┌─ Source material

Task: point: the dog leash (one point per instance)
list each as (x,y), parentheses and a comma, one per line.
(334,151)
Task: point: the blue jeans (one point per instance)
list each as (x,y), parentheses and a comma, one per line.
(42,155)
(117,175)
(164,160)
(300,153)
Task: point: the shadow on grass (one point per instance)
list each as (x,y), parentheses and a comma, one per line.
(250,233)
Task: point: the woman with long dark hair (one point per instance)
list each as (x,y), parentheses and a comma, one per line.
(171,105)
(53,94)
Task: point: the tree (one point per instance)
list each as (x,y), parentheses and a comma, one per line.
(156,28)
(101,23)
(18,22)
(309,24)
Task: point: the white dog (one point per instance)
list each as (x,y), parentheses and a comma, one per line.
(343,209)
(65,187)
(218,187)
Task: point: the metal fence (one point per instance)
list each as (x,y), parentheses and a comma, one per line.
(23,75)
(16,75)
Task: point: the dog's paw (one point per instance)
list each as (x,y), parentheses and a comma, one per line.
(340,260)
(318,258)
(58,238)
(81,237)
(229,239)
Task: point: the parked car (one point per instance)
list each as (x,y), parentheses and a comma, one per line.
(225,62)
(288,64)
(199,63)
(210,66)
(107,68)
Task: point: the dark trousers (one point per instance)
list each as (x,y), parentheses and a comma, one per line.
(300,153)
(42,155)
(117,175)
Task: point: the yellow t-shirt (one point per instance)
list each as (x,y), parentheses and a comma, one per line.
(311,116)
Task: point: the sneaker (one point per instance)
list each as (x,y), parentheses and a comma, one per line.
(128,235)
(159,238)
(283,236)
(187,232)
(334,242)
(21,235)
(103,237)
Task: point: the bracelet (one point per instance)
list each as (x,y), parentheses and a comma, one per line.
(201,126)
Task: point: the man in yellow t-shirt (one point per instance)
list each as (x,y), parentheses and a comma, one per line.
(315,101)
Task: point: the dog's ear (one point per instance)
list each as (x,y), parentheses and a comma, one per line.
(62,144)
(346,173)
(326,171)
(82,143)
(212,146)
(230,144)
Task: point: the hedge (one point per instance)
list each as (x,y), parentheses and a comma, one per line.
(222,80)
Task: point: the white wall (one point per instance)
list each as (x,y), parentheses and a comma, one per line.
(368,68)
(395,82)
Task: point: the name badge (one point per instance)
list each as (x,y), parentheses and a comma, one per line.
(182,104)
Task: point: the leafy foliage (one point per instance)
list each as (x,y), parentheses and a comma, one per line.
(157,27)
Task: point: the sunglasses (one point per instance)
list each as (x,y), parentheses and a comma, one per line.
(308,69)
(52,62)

└─

- [What is expected]: From the listing above, collect every line that mentions the word "yellow".

- [Task solution]:
Task: point: the yellow t-shirt (one point per instance)
Task: point: the man in yellow t-shirt (one point per instance)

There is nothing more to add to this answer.